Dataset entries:
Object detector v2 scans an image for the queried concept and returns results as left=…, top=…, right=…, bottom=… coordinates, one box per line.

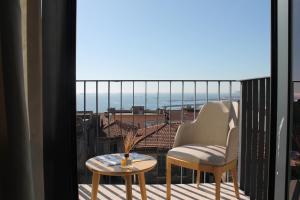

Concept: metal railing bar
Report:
left=108, top=81, right=111, bottom=184
left=226, top=81, right=230, bottom=181
left=180, top=81, right=184, bottom=184
left=133, top=81, right=135, bottom=128
left=218, top=81, right=221, bottom=100
left=230, top=81, right=232, bottom=101
left=108, top=81, right=110, bottom=137
left=156, top=81, right=160, bottom=184
left=96, top=81, right=98, bottom=137
left=206, top=81, right=209, bottom=103
left=83, top=81, right=86, bottom=136
left=144, top=81, right=147, bottom=147
left=96, top=81, right=98, bottom=114
left=169, top=81, right=172, bottom=150
left=120, top=81, right=123, bottom=135
left=194, top=81, right=197, bottom=120
left=192, top=81, right=196, bottom=183
left=181, top=81, right=184, bottom=123
left=205, top=81, right=208, bottom=183
left=157, top=81, right=160, bottom=129
left=83, top=81, right=86, bottom=118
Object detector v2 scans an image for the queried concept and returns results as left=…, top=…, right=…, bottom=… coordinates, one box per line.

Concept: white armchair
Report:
left=166, top=101, right=240, bottom=200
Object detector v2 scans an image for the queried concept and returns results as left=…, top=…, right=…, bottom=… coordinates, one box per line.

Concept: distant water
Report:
left=76, top=93, right=240, bottom=113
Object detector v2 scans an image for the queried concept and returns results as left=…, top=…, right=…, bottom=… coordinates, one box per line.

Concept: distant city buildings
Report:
left=76, top=106, right=202, bottom=184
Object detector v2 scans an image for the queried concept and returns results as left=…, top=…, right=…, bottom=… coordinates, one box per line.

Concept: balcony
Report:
left=76, top=78, right=271, bottom=200
left=78, top=183, right=249, bottom=200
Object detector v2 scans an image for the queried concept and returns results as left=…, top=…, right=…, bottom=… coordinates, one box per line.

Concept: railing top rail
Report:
left=76, top=79, right=240, bottom=82
left=239, top=76, right=270, bottom=82
left=76, top=77, right=272, bottom=82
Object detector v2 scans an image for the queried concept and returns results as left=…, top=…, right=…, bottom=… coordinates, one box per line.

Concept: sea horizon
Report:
left=77, top=92, right=240, bottom=113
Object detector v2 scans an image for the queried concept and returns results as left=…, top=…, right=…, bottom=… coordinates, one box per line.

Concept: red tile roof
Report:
left=102, top=120, right=137, bottom=138
left=134, top=122, right=181, bottom=150
left=100, top=110, right=196, bottom=149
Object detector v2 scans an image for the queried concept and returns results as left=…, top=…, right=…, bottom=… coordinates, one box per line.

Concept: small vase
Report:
left=121, top=153, right=132, bottom=168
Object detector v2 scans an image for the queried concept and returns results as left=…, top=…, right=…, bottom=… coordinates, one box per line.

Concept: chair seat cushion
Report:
left=167, top=144, right=227, bottom=166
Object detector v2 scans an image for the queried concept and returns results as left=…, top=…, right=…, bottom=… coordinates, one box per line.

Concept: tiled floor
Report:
left=78, top=183, right=249, bottom=200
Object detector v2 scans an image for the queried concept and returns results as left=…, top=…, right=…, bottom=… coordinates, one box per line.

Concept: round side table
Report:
left=86, top=154, right=157, bottom=200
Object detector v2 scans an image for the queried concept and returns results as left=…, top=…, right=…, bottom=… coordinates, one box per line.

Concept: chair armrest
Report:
left=173, top=121, right=195, bottom=148
left=225, top=126, right=239, bottom=163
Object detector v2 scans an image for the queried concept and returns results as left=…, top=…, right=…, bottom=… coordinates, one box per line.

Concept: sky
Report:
left=76, top=0, right=270, bottom=81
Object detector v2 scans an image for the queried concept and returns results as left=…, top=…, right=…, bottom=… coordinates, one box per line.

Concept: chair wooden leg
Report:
left=91, top=172, right=100, bottom=200
left=166, top=158, right=171, bottom=200
left=214, top=170, right=222, bottom=200
left=196, top=170, right=201, bottom=188
left=231, top=167, right=240, bottom=199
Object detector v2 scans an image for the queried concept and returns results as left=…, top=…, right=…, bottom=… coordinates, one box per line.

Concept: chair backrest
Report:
left=191, top=101, right=239, bottom=146
left=229, top=101, right=239, bottom=129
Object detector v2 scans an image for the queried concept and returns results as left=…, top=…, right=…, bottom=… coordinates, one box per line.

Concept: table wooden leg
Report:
left=138, top=172, right=147, bottom=200
left=125, top=175, right=133, bottom=200
left=91, top=172, right=100, bottom=200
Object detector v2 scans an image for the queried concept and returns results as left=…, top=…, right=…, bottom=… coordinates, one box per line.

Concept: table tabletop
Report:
left=86, top=153, right=157, bottom=176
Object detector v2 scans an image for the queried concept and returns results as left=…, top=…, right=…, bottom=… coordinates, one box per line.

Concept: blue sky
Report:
left=76, top=0, right=270, bottom=81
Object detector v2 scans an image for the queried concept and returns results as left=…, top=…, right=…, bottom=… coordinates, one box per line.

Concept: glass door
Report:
left=288, top=0, right=300, bottom=199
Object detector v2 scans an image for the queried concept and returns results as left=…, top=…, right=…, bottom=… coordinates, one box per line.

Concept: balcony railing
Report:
left=239, top=77, right=271, bottom=199
left=76, top=78, right=271, bottom=200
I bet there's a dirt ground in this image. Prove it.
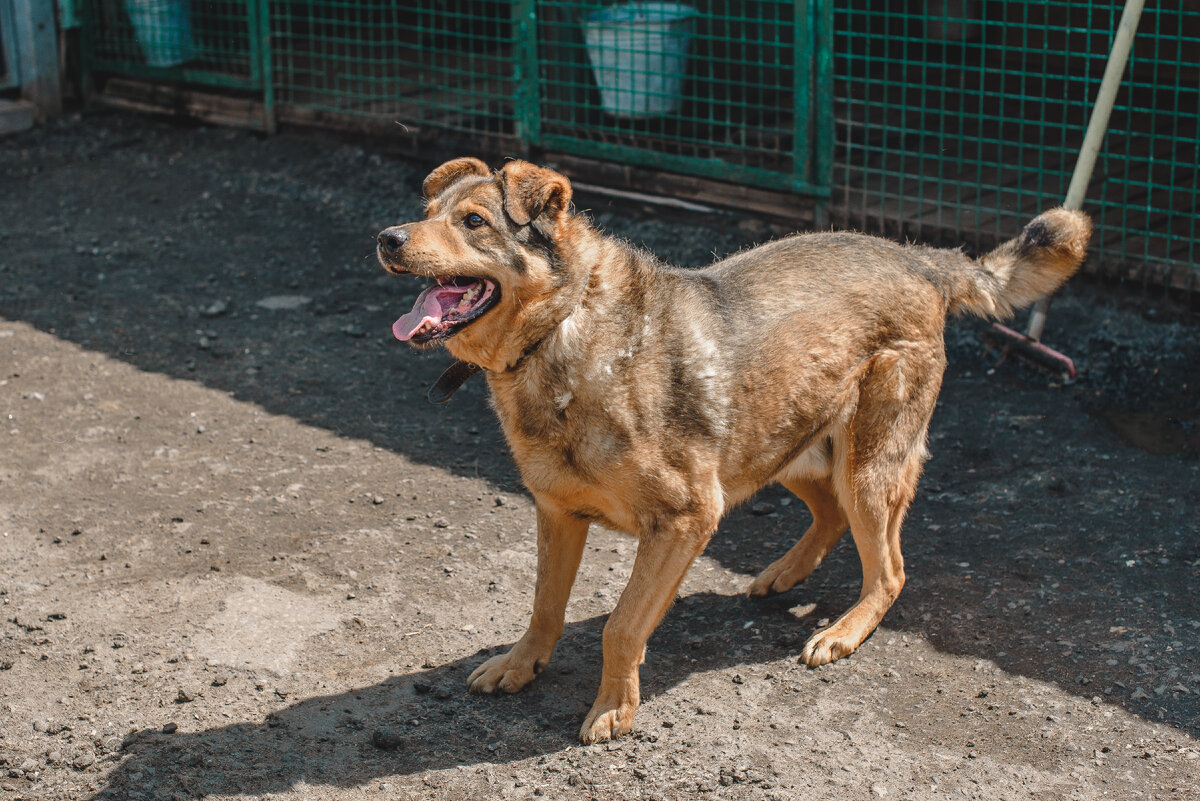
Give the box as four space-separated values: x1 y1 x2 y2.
1 111 1198 801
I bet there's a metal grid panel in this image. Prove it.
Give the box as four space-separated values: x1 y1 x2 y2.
536 1 821 192
269 0 518 141
84 0 260 88
831 0 1199 290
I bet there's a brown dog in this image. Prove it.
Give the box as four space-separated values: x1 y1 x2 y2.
376 158 1091 743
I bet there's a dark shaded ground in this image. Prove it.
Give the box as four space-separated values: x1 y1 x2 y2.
0 112 1197 801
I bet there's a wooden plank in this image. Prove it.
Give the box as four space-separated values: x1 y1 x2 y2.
95 78 266 131
13 0 62 116
546 152 815 224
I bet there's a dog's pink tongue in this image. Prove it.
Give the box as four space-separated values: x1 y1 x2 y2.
393 284 467 341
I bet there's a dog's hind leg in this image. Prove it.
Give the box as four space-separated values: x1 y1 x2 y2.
468 502 589 694
799 349 939 667
747 476 848 597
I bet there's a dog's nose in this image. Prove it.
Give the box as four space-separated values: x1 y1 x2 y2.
378 227 409 253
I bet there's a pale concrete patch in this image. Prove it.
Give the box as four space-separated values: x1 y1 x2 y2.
195 576 342 674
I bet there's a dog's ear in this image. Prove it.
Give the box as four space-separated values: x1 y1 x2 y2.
422 157 491 199
500 160 572 237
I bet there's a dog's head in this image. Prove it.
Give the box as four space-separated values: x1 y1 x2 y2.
376 158 579 370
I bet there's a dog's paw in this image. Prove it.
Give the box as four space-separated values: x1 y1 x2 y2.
466 648 548 694
746 557 804 597
799 623 859 667
579 697 637 744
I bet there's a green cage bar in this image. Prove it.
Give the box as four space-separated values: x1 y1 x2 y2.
829 0 1198 288
269 0 520 145
77 0 1199 292
83 0 262 90
534 0 827 195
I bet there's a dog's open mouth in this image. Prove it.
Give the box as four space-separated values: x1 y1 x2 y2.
393 276 499 344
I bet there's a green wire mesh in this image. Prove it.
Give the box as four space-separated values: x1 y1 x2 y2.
536 1 818 192
84 0 260 87
831 0 1198 290
79 0 1198 291
269 0 517 141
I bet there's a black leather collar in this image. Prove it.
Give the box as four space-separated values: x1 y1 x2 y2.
426 334 549 404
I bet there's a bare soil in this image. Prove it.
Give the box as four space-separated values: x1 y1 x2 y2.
1 112 1198 801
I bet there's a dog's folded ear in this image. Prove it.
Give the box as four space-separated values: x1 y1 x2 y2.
500 160 573 238
423 157 491 199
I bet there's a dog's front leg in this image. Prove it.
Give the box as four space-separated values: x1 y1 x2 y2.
468 502 588 694
580 522 713 744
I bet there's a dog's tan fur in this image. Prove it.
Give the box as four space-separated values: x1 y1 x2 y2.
377 158 1091 743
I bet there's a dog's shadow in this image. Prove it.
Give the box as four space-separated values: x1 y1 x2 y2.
90 517 1198 800
91 590 835 799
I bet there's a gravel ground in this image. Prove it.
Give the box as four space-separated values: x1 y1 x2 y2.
1 112 1197 801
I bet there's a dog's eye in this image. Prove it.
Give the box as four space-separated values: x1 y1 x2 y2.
463 213 486 230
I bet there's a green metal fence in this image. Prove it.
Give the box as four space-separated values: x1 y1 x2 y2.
534 1 828 194
83 0 265 90
832 0 1199 290
81 0 1198 290
269 0 518 143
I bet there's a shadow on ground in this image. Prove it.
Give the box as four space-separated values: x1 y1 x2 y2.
4 116 1196 798
90 549 1197 799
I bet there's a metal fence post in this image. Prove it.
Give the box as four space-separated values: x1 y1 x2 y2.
513 0 541 152
812 0 833 228
255 0 276 134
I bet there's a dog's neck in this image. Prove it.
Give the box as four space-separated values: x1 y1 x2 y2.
486 225 662 397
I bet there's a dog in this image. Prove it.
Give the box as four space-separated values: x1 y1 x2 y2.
376 157 1091 743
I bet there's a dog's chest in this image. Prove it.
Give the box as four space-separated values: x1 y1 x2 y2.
491 380 644 523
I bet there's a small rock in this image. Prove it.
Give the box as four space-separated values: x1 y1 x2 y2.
750 501 775 516
211 676 227 687
719 774 735 786
255 295 312 311
433 517 450 528
371 495 385 505
32 720 49 733
175 689 195 704
494 496 506 507
162 722 178 734
19 758 37 773
102 736 123 753
871 783 888 796
200 300 229 317
73 752 95 770
371 728 403 750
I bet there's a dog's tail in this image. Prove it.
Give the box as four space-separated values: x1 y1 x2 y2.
947 208 1092 319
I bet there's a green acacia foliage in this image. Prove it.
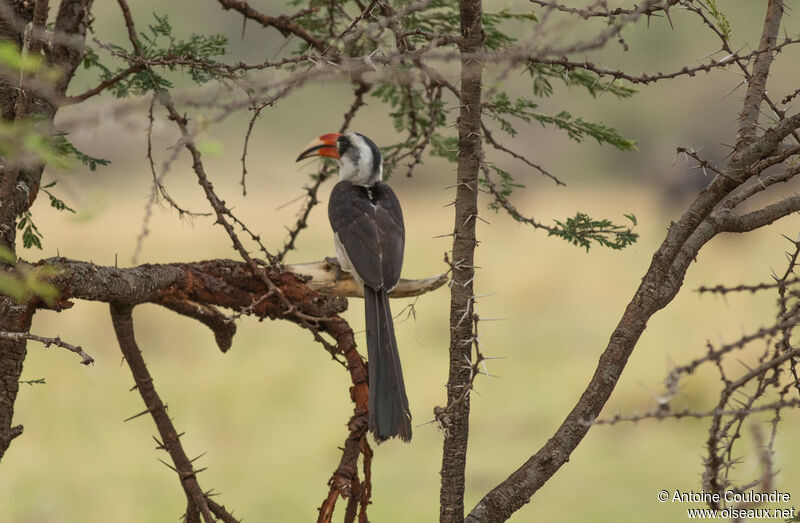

• [Brief]: Show every line in the entries above that contains the string "green".

• [Task answer]:
I bet there's a green cage bar in this image. Prove it.
I bet there's a green wire mesh in this image. Prove it.
I bet there's a green metal fence in this image. Prove it.
I bet there's a green acacia foliage in this image. Prove it.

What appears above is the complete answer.